(To do) Transcribe the records word for word, beginning with the first line and ending with the line that contains "# mark a point on each instance of the woman's eyebrow"; include nothing else.

————————

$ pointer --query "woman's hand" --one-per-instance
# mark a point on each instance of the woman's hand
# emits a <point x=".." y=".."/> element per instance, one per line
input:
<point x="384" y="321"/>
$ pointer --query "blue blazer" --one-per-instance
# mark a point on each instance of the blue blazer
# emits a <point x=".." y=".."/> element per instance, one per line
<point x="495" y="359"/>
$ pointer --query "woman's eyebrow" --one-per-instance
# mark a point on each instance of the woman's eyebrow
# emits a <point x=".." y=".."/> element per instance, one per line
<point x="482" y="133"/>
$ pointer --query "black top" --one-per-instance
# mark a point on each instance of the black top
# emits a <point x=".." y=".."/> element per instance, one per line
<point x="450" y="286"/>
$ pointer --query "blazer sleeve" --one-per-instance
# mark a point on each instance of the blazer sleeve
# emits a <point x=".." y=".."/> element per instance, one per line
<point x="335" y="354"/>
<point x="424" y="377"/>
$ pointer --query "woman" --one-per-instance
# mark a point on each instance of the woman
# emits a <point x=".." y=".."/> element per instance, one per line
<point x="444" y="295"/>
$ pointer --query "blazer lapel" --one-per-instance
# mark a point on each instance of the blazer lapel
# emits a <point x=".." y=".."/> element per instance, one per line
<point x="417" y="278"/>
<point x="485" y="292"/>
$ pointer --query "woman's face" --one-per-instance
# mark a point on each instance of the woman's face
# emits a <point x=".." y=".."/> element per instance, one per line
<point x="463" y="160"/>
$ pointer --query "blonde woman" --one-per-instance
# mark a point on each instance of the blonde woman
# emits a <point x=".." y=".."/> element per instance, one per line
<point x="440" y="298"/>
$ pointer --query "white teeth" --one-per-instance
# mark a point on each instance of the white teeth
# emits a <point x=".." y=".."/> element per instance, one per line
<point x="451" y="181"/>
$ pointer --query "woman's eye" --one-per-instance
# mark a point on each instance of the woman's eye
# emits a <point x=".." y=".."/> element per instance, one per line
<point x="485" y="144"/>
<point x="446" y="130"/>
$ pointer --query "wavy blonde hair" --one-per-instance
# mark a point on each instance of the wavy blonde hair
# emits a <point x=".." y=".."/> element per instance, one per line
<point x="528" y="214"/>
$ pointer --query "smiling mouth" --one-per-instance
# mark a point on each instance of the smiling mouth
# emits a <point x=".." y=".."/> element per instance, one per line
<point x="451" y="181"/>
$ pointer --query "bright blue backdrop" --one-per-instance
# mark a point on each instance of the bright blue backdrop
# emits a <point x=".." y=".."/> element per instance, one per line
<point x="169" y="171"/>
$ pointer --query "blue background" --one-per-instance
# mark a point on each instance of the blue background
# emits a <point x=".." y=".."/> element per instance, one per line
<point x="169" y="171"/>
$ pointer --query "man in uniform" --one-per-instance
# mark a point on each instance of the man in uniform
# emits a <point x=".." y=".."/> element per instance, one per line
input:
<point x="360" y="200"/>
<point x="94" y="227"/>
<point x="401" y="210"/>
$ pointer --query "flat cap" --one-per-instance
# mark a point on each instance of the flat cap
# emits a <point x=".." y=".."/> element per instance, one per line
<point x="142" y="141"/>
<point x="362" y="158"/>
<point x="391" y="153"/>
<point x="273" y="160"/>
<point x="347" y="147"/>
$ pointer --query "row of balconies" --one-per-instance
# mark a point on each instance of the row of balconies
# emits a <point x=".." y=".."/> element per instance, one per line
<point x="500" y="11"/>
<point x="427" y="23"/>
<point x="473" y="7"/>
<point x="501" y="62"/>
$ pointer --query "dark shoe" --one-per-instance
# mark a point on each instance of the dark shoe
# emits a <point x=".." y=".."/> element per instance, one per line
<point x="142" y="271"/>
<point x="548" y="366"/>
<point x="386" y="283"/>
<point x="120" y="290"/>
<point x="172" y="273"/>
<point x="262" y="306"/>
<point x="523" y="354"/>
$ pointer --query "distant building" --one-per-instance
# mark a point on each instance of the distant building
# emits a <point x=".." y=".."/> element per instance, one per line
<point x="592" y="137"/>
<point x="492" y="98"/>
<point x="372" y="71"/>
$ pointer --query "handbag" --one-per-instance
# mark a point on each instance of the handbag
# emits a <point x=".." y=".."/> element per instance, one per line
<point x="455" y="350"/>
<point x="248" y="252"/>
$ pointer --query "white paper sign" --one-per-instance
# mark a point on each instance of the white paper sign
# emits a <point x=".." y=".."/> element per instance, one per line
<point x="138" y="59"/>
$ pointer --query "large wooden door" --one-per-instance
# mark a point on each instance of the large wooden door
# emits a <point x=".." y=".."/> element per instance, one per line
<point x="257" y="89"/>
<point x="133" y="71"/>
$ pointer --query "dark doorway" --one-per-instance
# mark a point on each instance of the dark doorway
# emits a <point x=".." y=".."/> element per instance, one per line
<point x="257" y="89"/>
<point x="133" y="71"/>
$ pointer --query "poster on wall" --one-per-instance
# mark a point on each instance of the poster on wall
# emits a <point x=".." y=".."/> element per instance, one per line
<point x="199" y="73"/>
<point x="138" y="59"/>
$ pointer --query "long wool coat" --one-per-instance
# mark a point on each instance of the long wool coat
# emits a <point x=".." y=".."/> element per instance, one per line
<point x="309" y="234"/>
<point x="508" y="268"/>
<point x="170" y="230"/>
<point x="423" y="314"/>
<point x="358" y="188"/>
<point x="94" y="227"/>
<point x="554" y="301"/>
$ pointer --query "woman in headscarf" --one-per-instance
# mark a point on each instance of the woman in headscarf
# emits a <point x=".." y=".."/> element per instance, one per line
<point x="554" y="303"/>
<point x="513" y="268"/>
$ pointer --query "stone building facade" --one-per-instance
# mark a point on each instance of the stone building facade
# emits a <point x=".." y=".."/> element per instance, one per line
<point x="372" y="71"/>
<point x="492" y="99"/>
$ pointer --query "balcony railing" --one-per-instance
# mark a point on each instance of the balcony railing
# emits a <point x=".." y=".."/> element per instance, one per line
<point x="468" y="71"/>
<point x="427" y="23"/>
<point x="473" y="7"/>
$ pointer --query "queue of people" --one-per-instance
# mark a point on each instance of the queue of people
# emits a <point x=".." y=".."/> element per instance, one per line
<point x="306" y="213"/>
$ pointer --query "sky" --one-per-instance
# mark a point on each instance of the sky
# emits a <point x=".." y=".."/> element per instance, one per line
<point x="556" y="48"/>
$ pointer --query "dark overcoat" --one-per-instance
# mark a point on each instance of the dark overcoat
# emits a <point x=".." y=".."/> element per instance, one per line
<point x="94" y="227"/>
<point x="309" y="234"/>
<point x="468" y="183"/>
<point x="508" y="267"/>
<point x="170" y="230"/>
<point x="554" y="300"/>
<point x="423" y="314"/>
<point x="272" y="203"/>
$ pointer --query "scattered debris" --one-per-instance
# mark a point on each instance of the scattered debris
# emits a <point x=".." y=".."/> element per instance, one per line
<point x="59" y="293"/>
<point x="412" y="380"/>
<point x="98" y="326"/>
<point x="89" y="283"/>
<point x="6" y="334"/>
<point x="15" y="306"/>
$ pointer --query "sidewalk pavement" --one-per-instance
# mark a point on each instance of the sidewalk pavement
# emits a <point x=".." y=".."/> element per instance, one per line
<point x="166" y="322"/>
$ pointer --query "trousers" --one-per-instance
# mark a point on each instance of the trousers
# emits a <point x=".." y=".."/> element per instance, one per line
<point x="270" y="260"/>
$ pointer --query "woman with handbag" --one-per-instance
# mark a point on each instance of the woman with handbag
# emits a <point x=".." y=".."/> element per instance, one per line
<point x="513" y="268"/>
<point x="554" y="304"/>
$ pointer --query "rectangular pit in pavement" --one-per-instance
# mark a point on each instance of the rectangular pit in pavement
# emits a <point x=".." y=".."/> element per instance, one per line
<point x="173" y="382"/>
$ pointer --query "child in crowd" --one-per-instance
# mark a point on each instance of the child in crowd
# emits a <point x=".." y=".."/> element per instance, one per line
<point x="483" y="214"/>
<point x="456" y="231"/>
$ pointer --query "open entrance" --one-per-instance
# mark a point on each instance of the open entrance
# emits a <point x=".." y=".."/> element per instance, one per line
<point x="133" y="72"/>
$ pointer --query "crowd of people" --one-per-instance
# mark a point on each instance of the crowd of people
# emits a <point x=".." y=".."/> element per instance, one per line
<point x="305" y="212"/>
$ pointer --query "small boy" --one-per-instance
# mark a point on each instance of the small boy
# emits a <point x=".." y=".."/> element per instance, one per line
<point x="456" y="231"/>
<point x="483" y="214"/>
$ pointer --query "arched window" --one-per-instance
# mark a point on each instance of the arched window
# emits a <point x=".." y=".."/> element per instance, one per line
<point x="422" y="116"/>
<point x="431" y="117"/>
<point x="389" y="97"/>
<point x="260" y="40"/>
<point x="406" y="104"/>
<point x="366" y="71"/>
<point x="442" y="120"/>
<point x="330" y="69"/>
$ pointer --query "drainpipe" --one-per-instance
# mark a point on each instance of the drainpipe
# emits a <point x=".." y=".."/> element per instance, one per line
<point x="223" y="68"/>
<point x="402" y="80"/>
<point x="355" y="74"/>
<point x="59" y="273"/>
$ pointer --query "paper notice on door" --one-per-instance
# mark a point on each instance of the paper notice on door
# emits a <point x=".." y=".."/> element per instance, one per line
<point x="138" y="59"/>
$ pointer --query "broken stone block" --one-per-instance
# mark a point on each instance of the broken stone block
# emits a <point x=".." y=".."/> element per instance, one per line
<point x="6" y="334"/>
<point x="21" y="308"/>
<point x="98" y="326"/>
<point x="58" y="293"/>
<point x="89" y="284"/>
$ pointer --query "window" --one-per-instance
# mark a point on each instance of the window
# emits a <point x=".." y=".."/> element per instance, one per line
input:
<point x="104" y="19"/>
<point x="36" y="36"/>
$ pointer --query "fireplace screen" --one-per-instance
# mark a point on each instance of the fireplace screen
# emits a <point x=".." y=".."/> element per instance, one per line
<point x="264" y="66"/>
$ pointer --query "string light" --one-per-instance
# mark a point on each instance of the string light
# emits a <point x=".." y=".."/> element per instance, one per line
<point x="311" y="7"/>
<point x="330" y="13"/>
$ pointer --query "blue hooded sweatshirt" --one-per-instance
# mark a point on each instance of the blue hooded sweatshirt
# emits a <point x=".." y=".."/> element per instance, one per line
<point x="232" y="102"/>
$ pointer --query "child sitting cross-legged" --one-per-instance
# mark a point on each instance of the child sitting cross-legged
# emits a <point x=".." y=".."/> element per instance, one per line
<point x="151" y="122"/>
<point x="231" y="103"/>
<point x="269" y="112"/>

————————

(Problem solution)
$ pointer --query "woman's hand" --one-per-instance
# mark a point on each instance of the woman's hand
# emits a <point x=".." y=".."/> element per instance, one per line
input:
<point x="384" y="321"/>
$ pointer --query "blue blazer" --one-per-instance
# mark a point on each instance of the blue blazer
# emits a <point x=".." y=".."/> element per instance, one per line
<point x="495" y="359"/>
$ pointer --query "woman's eyebrow" --one-per-instance
# mark a point on each instance of the woman's eyebrow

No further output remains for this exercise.